Once you have read the records, write them out again exactly.
# # # # # # #
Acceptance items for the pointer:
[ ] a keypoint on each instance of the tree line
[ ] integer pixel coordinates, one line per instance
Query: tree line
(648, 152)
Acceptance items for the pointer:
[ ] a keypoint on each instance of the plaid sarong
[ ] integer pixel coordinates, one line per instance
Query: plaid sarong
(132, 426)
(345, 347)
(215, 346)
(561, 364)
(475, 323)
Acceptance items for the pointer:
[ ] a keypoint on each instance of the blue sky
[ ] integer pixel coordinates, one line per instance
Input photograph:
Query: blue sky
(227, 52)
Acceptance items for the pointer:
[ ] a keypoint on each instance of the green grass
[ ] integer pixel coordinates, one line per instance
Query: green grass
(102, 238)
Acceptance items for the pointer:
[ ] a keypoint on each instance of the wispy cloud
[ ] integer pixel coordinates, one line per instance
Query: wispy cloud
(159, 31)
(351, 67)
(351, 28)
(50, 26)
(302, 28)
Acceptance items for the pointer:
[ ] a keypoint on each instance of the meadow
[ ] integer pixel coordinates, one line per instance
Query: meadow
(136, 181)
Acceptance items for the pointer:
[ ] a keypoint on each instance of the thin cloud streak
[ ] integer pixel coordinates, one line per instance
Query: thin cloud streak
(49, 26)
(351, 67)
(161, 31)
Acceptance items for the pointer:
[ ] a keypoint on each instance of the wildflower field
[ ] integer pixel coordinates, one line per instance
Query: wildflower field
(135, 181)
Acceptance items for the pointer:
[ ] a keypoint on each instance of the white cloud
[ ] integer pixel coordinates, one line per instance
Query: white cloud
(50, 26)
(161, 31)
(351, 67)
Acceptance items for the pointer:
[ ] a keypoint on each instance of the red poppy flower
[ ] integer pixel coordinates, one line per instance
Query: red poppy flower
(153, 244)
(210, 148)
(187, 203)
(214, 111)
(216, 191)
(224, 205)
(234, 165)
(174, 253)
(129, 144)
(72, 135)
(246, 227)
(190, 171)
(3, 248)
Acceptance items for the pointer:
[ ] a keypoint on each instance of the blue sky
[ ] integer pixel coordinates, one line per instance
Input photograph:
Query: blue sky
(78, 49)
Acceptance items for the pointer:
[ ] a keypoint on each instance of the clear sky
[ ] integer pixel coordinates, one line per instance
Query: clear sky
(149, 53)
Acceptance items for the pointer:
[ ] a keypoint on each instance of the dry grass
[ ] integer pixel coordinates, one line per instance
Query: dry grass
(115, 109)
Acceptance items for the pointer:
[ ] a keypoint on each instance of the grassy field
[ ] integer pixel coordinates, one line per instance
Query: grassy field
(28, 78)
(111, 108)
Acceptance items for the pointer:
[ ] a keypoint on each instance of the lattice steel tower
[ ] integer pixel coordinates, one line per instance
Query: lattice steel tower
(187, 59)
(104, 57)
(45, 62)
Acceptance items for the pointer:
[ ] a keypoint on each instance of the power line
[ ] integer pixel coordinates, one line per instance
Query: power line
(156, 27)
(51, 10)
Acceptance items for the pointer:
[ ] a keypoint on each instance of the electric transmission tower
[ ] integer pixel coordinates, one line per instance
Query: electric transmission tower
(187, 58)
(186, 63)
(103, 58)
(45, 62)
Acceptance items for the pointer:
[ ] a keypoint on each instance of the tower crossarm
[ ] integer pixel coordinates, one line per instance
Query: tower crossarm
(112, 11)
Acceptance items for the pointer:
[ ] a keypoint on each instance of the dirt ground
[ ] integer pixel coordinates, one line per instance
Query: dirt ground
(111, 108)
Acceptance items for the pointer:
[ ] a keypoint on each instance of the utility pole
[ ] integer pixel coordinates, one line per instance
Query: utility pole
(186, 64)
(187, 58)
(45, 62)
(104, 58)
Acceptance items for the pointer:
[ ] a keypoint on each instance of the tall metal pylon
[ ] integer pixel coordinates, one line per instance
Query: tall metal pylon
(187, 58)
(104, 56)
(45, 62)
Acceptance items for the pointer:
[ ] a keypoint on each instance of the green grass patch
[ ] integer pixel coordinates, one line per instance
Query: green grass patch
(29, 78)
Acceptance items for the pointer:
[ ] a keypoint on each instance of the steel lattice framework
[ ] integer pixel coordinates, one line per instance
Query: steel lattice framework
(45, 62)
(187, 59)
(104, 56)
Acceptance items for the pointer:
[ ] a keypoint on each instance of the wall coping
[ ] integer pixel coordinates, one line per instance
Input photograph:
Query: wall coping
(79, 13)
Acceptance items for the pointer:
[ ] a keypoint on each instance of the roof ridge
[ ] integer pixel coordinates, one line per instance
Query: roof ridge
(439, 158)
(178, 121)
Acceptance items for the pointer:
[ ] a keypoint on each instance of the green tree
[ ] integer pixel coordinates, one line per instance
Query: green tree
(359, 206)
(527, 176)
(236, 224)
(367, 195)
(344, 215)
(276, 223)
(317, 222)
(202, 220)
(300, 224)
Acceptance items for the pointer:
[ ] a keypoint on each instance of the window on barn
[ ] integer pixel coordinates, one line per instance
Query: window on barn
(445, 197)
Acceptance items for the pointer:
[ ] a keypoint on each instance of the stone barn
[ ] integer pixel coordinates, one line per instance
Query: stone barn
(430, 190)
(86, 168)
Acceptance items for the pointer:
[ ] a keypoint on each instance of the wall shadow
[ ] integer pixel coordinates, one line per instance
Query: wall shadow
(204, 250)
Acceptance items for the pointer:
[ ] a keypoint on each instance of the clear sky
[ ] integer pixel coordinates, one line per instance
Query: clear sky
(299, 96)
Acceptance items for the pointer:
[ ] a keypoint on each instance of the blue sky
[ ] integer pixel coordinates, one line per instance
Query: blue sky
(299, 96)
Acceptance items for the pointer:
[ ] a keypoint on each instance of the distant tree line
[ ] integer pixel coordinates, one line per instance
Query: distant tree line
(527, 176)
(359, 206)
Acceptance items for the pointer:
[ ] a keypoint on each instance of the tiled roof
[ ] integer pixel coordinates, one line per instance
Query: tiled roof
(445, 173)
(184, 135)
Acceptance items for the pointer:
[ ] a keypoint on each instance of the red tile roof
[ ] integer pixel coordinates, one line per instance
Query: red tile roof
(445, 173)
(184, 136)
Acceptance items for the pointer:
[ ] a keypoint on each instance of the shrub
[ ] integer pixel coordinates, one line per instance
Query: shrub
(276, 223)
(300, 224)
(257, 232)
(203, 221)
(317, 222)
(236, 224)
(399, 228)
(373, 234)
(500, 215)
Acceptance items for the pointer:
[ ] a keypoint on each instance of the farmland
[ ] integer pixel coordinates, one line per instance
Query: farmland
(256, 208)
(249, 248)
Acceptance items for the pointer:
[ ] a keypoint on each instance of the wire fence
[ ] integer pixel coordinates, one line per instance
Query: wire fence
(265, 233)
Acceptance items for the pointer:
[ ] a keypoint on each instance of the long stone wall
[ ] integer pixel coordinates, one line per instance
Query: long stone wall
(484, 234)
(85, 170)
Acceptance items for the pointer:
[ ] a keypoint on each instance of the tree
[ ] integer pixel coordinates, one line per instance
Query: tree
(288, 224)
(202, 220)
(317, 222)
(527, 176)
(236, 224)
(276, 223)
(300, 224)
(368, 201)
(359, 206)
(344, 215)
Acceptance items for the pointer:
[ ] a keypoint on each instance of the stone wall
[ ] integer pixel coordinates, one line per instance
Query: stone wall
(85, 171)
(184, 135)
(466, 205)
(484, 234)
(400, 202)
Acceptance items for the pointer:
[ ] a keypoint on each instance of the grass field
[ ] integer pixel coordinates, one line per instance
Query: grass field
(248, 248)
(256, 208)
# # # # # # #
ANSWER BOX |
Acceptance items for the pointer:
[ ] a keypoint on each instance of the tree line
[ ] integer pixel coordinates, one line per instance
Query: tree line
(648, 152)
Acceptance items for the pointer:
[ ] a keypoint on each instance of the plaid sarong
[ ] integer pixel coordinates, one line per instance
Query: plaid sarong
(132, 426)
(345, 347)
(215, 346)
(561, 364)
(475, 323)
Acceptance items for the pointer:
[ ] a keypoint on each instance of the blue sky
[ ] integer pixel coordinates, one line per instance
Input photograph:
Query: blue sky
(227, 52)
Acceptance items for the pointer:
[ ] a keypoint on each instance of the green grass
[ ] integer pixel coordinates, one line per instance
Query: green grass
(102, 238)
Acceptance items for the pointer:
[ ] a keypoint on each instance of the wispy cloud
[ ] integer pixel coordinates, one line per instance
Query: wispy cloud
(159, 31)
(351, 67)
(351, 28)
(50, 26)
(302, 28)
Acceptance items for the pointer:
[ ] a keypoint on each instance of the meadow
[ ] integer pixel coordinates, one line per instance
Query: meadow
(136, 181)
Acceptance items for the pointer:
[ ] a keypoint on each instance of the thin cloud streak
[ ] integer pixel coordinates, one line per instance
Query: thin cloud streak
(49, 26)
(351, 67)
(161, 31)
Acceptance items for the pointer:
[ ] a keypoint on each instance of the wildflower field
[ ] integer pixel coordinates, one line per instance
Query: wildflower field
(135, 181)
Acceptance items for the pointer:
[ ] a keypoint on each instance of the white cloud
[ ] integer pixel coordinates, one line per instance
Query: white cloud
(50, 26)
(161, 31)
(351, 67)
Acceptance items for the pointer:
[ ] a keypoint on each instance of the red poppy flower
[ ] integer pixel coordinates, one line per instance
Query: red poppy flower
(153, 244)
(210, 148)
(187, 203)
(214, 111)
(216, 191)
(224, 205)
(234, 165)
(174, 253)
(129, 144)
(72, 135)
(246, 227)
(190, 171)
(3, 248)
Acceptance items for the pointer:
[ ] a keypoint on each instance of the blue sky
[ ] integer pixel coordinates, one line per instance
Input photograph:
Query: blue sky
(78, 49)
Acceptance items for the pointer:
[ ] a keypoint on each instance of the clear sky
[ ] integer pixel coordinates, one line per instance
Query: clear sky
(149, 53)
Acceptance items for the pointer:
[ ] a keypoint on each instance of the dry grass
[ ] integer pixel coordinates, one line per instance
Query: dry grass
(115, 109)
Acceptance items for the pointer:
[ ] a keypoint on each instance of the grassy field
[ ] integer pixel coordinates, one line per instance
Query: grassy field
(28, 78)
(111, 108)
Acceptance items for the pointer:
[ ] a keypoint on each instance of the lattice steel tower
[ ] integer pixel coordinates, one line per instance
Query: lattice steel tower
(187, 59)
(104, 57)
(45, 62)
Acceptance items for the pointer:
[ ] a keypoint on each instance of the power line
[ ] integer pixel coordinates, one line per instance
Query: power line
(156, 27)
(51, 10)
Acceptance items for the pointer:
[ ] a keypoint on each instance of the electric transmission tower
[ ] integer pixel coordinates, one line per instance
Query: electric transmission tower
(187, 58)
(186, 63)
(103, 58)
(45, 62)
Acceptance items for the pointer:
[ ] a keypoint on each instance of the tower crossarm
[ ] integer pixel coordinates, one line per instance
Query: tower crossarm
(112, 11)
Acceptance items for the pointer:
[ ] a keypoint on each instance of the dirt ground
[ ] integer pixel coordinates, one line per instance
Query: dirt ground
(111, 108)
Acceptance items for the pointer:
[ ] a keypoint on each instance of the utility pole
[ ] integer pixel coordinates, one line per instance
Query: utility pole
(186, 64)
(187, 58)
(45, 62)
(104, 58)
Acceptance items for the pointer:
[ ] a keypoint on each instance of the tall metal pylon
[ ] integer pixel coordinates, one line per instance
Query: tall metal pylon
(187, 58)
(104, 56)
(45, 62)
Acceptance items for the pointer:
[ ] a keypoint on each instance of the green grass patch
[ ] integer pixel coordinates, one line per instance
Query: green grass patch
(29, 78)
Acceptance items for the pointer:
[ ] a keypoint on each instance of the steel lattice framework
[ ] integer pixel coordinates, one line per instance
Query: steel lattice framework
(45, 62)
(187, 59)
(104, 56)
Acceptance items for the pointer:
[ ] a keypoint on each instance of the wall coping
[ ] integer pixel coordinates, one line per instance
Input photograph:
Query: wall coping
(79, 13)
Acceptance items for the pointer:
[ ] a keypoint on each instance of the roof ridge
[ ] integer pixel coordinates, one line per instance
Query: roof ridge
(439, 158)
(178, 121)
Acceptance items for the pointer:
[ ] a keypoint on each instance of the green tree
[ ] integer pixel coordinates, one line per instance
Query: green tree
(359, 206)
(527, 176)
(236, 224)
(367, 195)
(344, 215)
(276, 223)
(317, 222)
(202, 220)
(300, 224)
Acceptance items for the pointer:
[ ] a keypoint on each instance of the window on barn
[ ] integer pixel coordinates, one line per instance
Query: window on barn
(445, 197)
Acceptance items for the pointer:
[ ] a keypoint on each instance of the stone barn
[ ] integer pixel coordinates, one line per instance
Query: stone barn
(430, 190)
(86, 168)
Acceptance items for the pointer:
[ ] a keypoint on each instance of the wall shadow
[ ] integer pixel coordinates, one line per instance
Query: wall shadow
(204, 250)
Acceptance items for the pointer:
[ ] a keypoint on each instance of the clear sky
[ ] integer pixel coordinates, one line per instance
Query: clear sky
(299, 96)
Acceptance items for the pointer:
[ ] a keypoint on each instance of the blue sky
[ ] integer pixel coordinates, one line per instance
Query: blue sky
(299, 96)
Acceptance items for the pointer:
[ ] a keypoint on each instance of the distant tree line
[ ] integer pixel coordinates, one line per instance
Query: distant tree line
(527, 176)
(359, 206)
Acceptance items for the pointer:
[ ] a keypoint on each instance of the tiled roof
[ ] integer pixel coordinates, one line per instance
Query: tiled roof
(445, 173)
(184, 135)
Acceptance items for the pointer:
[ ] a keypoint on each instance of the red tile roof
[ ] integer pixel coordinates, one line per instance
Query: red tile roof
(445, 173)
(184, 136)
Acceptance items for the pointer:
[ ] a keypoint on each instance of the shrub
[ ] integer pixel coordinates, one line per instance
Query: shrub
(276, 223)
(300, 224)
(257, 232)
(203, 221)
(317, 222)
(236, 224)
(399, 228)
(373, 234)
(500, 215)
Acceptance items for the pointer:
[ ] a keypoint on each instance of the farmland
[ ] integer pixel coordinates, one line per instance
Query: farmland
(256, 208)
(249, 248)
Acceptance items for the pointer:
[ ] a keypoint on each instance of the wire fence
[ ] integer pixel coordinates, one line per instance
Query: wire fence
(265, 233)
Acceptance items for the pointer:
[ ] a keypoint on each instance of the long stone wall
[ ] integer pixel coordinates, one line per instance
Query: long stone wall
(484, 234)
(85, 170)
Acceptance items for the pointer:
[ ] a keypoint on each instance of the tree
[ ] integer pixel coordinates, one line per instance
Query: tree
(288, 224)
(202, 220)
(317, 222)
(527, 176)
(236, 224)
(276, 223)
(300, 224)
(368, 201)
(359, 206)
(344, 215)
Acceptance items for the pointer:
[ ] a keypoint on each instance of the stone wall
[ ] integer pixel coordinates, one line per instance
Query: stone wall
(85, 171)
(184, 135)
(466, 205)
(484, 234)
(400, 202)
Acceptance items for the pointer:
[ ] a keypoint on each instance of the grass field
[ ] integer pixel coordinates, one line per instance
Query: grass field
(248, 248)
(256, 208)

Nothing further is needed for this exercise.